* DONNÉES FOURNIES:
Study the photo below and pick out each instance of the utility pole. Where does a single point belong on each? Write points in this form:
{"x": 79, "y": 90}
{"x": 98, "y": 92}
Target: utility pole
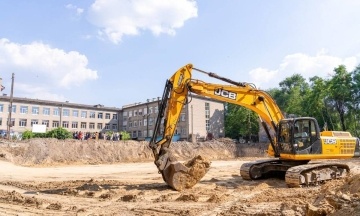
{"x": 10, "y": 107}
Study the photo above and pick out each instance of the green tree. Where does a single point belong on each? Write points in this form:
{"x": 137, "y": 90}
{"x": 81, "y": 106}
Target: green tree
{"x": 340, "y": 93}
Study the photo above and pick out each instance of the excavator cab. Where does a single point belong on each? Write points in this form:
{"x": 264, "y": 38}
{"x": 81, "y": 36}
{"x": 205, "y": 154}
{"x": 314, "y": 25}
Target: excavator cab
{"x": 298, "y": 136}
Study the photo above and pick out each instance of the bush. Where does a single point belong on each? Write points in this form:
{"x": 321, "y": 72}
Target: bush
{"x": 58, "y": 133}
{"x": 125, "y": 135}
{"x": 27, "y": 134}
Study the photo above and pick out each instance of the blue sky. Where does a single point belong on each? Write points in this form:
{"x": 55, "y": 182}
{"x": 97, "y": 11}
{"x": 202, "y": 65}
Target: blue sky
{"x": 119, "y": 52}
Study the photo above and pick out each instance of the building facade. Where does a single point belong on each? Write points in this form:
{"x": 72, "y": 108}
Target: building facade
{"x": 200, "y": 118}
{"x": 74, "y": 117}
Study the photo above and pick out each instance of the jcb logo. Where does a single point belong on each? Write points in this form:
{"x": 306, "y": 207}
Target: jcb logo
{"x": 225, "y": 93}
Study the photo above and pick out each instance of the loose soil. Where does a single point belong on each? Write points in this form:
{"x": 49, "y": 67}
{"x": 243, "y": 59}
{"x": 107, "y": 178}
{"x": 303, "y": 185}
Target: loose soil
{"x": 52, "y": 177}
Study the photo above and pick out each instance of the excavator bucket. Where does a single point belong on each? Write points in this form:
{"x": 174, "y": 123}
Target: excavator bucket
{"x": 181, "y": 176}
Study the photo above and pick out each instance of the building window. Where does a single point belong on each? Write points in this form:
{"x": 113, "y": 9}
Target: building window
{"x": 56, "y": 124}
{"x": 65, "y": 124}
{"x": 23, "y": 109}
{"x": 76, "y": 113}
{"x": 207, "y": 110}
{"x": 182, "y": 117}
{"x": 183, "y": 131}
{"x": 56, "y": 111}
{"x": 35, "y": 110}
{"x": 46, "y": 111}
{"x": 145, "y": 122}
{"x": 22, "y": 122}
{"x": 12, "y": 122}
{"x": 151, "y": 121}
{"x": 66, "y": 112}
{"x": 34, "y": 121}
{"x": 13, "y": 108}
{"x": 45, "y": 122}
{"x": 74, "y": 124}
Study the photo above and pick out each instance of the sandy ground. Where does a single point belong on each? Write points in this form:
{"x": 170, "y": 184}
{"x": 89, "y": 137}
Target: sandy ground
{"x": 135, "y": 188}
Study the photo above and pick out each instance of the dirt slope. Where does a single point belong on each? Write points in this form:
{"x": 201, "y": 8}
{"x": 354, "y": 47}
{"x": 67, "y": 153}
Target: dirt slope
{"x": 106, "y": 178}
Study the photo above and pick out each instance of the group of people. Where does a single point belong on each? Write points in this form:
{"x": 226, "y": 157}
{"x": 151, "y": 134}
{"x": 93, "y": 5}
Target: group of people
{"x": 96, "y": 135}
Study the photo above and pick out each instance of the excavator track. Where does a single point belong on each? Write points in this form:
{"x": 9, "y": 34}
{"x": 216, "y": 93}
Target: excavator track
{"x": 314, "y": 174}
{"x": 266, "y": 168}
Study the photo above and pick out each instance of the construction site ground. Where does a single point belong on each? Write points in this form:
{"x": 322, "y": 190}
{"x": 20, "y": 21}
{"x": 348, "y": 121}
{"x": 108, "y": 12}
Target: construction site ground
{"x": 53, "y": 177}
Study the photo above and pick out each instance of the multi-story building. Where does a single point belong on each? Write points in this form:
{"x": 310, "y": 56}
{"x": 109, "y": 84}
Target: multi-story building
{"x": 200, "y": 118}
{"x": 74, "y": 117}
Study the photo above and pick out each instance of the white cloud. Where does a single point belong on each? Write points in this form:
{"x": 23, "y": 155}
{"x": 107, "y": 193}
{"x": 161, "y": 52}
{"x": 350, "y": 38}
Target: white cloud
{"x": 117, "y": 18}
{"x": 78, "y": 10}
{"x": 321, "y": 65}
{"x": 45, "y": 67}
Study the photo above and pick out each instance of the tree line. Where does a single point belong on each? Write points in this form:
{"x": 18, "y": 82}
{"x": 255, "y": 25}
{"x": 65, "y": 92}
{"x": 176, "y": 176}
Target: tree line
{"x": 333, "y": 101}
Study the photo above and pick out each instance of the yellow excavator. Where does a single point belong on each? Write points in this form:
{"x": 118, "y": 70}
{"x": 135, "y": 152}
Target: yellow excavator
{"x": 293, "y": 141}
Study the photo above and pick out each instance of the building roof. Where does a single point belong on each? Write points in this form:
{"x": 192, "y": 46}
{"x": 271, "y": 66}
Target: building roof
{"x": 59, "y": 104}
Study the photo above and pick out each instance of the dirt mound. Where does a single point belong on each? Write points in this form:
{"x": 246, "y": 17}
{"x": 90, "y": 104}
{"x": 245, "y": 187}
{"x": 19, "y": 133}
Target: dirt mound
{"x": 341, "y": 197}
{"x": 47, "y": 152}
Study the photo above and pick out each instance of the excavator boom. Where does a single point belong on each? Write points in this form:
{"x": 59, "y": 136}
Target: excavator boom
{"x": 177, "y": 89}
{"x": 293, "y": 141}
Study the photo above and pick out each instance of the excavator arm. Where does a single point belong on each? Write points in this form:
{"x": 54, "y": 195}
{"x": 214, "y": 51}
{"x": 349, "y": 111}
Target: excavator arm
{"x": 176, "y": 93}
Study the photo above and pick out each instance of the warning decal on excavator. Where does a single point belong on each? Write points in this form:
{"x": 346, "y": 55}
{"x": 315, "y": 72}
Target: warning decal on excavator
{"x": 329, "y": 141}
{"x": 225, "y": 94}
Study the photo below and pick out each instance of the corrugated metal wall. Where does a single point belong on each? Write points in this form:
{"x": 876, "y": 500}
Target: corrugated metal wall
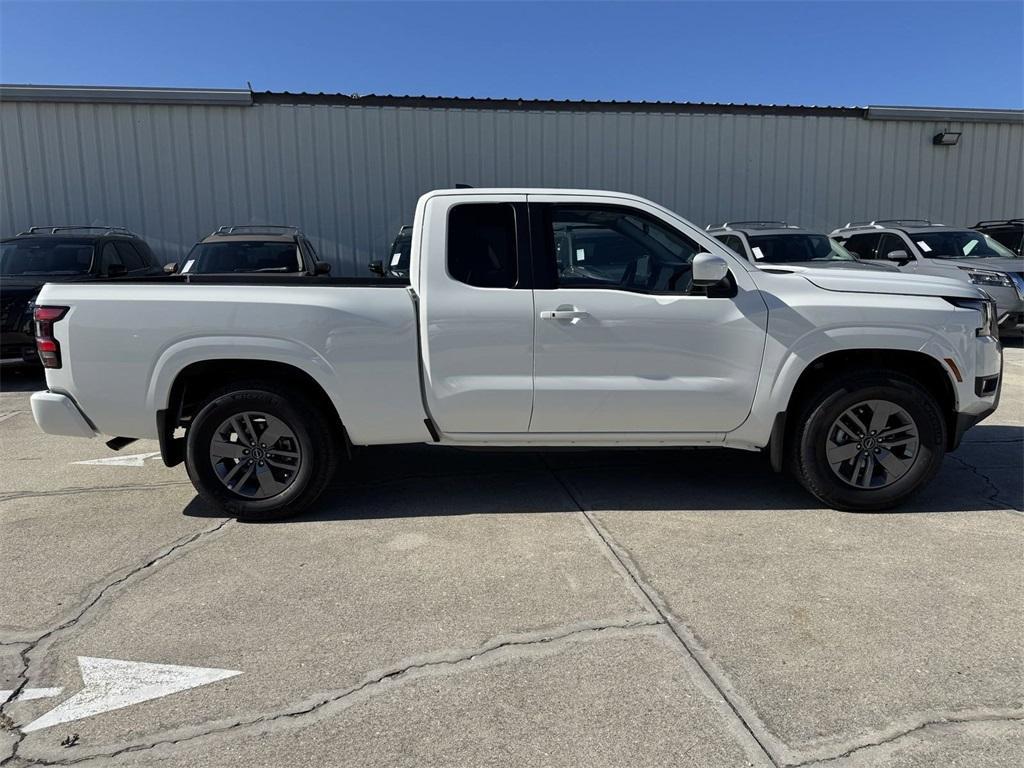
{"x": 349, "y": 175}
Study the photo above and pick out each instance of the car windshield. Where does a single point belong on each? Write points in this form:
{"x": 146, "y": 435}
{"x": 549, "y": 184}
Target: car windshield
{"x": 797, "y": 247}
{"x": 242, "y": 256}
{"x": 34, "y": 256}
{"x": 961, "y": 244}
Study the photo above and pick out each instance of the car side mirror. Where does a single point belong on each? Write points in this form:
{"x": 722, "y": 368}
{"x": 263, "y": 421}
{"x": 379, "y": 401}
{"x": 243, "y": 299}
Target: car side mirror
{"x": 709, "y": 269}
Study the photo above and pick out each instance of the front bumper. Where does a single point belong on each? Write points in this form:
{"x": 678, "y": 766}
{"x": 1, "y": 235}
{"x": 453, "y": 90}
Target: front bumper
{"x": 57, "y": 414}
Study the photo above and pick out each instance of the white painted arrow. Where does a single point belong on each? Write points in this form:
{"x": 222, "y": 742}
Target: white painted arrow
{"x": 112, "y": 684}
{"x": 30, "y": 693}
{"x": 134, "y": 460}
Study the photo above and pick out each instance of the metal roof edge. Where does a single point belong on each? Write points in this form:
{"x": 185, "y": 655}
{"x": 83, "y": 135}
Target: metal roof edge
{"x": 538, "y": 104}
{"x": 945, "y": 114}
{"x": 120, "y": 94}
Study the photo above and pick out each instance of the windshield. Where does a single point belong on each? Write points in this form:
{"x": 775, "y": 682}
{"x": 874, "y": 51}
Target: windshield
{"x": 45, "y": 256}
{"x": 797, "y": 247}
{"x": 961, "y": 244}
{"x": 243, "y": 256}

* * *

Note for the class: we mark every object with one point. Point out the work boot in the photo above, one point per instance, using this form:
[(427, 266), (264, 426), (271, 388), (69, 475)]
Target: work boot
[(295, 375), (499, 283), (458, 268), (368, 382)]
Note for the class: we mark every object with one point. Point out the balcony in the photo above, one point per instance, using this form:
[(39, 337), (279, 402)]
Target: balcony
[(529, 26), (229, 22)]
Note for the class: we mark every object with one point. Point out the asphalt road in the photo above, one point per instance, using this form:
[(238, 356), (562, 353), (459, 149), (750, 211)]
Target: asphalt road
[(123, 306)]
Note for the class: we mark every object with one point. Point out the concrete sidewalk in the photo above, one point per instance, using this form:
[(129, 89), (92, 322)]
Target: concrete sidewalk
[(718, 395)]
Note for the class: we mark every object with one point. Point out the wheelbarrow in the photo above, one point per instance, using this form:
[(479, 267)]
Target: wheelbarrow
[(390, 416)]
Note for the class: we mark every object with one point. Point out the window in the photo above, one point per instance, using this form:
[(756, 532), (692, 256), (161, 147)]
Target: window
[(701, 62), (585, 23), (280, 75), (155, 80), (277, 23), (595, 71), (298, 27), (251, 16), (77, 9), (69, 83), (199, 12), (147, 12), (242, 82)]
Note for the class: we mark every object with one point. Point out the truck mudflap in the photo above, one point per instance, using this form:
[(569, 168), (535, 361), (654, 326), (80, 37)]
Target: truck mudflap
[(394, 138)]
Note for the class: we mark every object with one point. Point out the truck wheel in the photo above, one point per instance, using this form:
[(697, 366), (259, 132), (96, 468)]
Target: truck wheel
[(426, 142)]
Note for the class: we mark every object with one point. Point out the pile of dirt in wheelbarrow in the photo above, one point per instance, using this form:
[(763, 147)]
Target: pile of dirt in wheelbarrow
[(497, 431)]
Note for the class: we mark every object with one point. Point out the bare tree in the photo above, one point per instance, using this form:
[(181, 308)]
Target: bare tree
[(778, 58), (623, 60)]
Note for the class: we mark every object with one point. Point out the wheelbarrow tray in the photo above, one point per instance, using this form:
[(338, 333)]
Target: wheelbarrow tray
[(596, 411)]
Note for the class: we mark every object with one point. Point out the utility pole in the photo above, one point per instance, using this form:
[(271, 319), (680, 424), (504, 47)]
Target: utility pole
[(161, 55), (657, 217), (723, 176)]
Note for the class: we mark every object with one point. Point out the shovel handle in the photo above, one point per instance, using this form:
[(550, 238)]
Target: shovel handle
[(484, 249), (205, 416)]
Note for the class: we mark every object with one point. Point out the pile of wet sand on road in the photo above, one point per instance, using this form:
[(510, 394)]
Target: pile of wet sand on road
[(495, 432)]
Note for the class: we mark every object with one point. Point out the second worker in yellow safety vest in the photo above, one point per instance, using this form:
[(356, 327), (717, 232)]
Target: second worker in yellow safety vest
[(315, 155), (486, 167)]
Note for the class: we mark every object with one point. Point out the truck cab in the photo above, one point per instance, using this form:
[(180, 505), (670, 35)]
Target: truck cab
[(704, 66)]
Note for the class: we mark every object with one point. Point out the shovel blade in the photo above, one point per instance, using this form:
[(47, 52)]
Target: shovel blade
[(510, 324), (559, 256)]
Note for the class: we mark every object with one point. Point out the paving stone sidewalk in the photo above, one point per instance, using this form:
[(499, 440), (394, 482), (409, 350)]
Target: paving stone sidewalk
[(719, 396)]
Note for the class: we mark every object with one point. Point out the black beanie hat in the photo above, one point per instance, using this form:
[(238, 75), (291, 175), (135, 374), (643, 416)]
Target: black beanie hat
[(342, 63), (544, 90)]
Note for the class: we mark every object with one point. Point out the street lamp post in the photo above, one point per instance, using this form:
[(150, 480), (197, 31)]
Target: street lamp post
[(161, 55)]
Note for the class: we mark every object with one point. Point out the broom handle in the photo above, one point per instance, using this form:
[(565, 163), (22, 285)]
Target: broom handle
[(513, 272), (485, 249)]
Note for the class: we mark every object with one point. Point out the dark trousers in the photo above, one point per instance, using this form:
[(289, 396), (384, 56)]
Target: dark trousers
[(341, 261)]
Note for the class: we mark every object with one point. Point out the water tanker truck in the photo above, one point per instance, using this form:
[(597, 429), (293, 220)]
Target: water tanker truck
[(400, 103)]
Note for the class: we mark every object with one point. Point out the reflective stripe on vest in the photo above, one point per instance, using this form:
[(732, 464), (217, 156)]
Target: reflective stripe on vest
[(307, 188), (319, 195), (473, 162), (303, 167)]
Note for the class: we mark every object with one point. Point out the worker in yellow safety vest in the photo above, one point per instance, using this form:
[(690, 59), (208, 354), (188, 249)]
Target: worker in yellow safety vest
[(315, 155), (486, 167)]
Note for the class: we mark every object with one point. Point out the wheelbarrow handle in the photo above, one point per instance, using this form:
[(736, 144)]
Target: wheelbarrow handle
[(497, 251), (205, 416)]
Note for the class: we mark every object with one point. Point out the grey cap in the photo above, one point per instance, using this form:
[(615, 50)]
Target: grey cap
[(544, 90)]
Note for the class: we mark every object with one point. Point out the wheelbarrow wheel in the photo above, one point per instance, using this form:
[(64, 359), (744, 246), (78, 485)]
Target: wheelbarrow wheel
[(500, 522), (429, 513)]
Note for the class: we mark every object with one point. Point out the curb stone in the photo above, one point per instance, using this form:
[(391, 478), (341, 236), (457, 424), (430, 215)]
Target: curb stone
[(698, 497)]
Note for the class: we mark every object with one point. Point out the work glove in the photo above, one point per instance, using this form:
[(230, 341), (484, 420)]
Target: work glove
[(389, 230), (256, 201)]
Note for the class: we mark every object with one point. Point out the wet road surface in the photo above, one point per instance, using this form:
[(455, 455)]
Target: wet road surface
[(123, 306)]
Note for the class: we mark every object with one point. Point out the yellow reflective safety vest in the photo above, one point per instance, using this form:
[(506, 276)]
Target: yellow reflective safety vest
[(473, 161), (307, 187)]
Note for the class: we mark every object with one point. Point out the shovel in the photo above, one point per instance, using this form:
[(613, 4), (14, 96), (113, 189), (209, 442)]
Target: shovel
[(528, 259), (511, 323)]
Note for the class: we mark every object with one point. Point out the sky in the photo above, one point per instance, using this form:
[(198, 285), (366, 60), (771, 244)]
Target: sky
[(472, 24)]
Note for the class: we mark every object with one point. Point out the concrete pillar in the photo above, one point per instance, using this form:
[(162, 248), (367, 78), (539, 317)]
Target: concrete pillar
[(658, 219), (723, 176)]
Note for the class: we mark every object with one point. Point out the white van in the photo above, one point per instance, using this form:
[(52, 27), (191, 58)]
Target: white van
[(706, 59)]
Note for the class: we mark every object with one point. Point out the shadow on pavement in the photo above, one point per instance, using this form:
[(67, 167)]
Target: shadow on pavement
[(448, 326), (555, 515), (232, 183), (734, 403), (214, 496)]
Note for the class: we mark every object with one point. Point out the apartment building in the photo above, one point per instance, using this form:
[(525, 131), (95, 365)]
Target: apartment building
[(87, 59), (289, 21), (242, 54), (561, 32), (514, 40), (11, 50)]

---

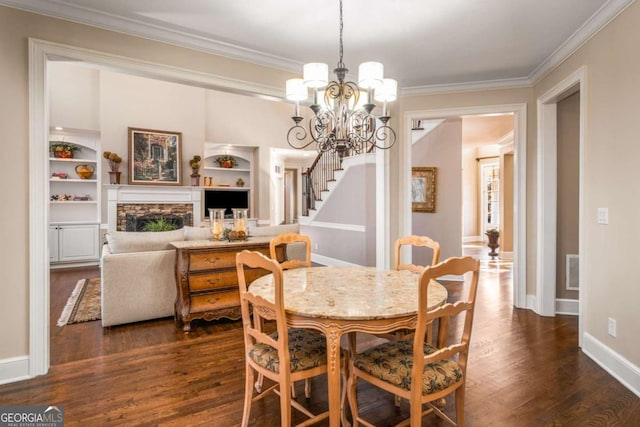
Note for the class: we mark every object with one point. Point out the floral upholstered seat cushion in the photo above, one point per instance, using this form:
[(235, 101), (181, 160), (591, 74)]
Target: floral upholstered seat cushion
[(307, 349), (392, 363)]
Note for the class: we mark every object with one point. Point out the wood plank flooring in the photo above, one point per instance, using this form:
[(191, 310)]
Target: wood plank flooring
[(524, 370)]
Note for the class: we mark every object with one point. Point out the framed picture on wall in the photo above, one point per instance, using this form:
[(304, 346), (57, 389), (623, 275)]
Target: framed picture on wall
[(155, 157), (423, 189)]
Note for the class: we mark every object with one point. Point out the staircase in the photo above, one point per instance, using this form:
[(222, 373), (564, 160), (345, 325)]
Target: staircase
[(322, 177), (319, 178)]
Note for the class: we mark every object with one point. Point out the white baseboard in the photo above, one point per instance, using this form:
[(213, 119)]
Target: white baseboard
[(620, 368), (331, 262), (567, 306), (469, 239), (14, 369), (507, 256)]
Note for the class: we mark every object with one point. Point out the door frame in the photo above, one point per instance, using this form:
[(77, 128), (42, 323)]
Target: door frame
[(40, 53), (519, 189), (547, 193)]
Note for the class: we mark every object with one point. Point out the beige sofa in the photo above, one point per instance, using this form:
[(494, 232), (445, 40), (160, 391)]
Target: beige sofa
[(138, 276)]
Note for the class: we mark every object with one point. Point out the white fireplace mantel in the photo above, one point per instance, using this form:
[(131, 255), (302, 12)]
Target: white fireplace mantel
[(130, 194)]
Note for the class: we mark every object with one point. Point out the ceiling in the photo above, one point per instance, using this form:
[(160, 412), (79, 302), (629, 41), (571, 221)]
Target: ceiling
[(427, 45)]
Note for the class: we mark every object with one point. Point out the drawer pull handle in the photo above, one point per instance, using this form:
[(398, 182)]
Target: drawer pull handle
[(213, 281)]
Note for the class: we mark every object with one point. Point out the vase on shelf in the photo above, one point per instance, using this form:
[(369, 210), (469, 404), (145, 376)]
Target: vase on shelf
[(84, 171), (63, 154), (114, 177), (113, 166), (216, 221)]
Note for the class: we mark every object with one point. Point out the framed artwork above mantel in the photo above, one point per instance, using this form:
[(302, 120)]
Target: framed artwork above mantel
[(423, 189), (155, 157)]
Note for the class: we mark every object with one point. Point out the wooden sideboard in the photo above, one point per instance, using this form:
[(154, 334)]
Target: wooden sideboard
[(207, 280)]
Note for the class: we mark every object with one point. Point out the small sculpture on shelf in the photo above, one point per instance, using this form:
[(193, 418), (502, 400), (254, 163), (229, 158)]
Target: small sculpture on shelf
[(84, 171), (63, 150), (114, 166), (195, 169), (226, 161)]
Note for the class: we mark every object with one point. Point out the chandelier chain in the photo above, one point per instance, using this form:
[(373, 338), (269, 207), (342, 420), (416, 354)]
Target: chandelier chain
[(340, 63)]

* EXERCICE: Recopiez uniquement le passage du matériel allant de la ligne contenant « out the second » jusqu'à la ligne contenant « [(513, 272), (485, 249)] », les deux comprises, en décalant de -130 chaque coordonnée des réponses.

* RÉSULTAT FINAL:
Note for the class: we mark every object with one point. Point out the second worker in yellow safety vest in the photo above, one point per instance, using this form:
[(356, 327), (717, 232)]
Target: second worker in yellow safety vest
[(185, 25), (356, 37)]
Note for the class: we mark every object with one point. Point out the truck cab in the photo above, one point per instance, using this form:
[(180, 505), (670, 35)]
Target: truck cab
[(574, -64)]
Note for the class: we mark every object with one point. Point out the shovel blade in the photo above, one point per instance, using this form:
[(47, 52)]
Target: shovel blade
[(380, 194), (429, 126)]
Note for the class: we mark every object with one point. Point out the paving stone sidewalk in the photo above, one point per instance, using this form:
[(499, 440), (394, 482), (409, 350)]
Target: paving stone sidewalk
[(589, 266)]
Note for the class: we mark every object with one point. Point out the black beanie hat in the photo above, one point per instance, using this form:
[(238, 75), (291, 175), (135, 374), (643, 416)]
Target: black beanie hat
[(212, -67), (414, -40)]
Note for the class: we mark every object with one point. Point out the street lamp post in the photo above, one point per instance, using this form:
[(150, 480), (197, 31)]
Target: street lamp post
[(31, -75)]
Note for the class: we mark every object with one point. Point out the broom handle in the photo above, one point per instance, using this form:
[(565, 163), (22, 285)]
Target: broom handle
[(383, 142), (355, 119)]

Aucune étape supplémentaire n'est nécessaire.